# Data section
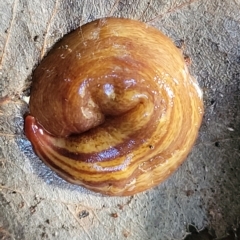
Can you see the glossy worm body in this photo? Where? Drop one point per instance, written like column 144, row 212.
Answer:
column 113, row 107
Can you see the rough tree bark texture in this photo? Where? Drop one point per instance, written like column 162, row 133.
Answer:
column 36, row 204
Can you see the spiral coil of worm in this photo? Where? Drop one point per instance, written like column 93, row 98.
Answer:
column 113, row 107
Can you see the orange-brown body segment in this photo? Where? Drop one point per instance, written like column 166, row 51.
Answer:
column 113, row 107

# What is being asked
In the listing above, find each line with the word "point" and copy it.

# Answer below
Can you see the glossy worm body in this photo? Where? Drop one point per instance, written like column 144, row 212.
Can you see the rough tree bark texture in this photo? Where? Drop one point per instance, written like column 162, row 133.
Can you see the spiral coil of worm in this photo? Where? Drop one point per instance, written like column 93, row 98.
Can you see the orange-brown body segment in this photo? Where? Drop one point per instance, written like column 166, row 51.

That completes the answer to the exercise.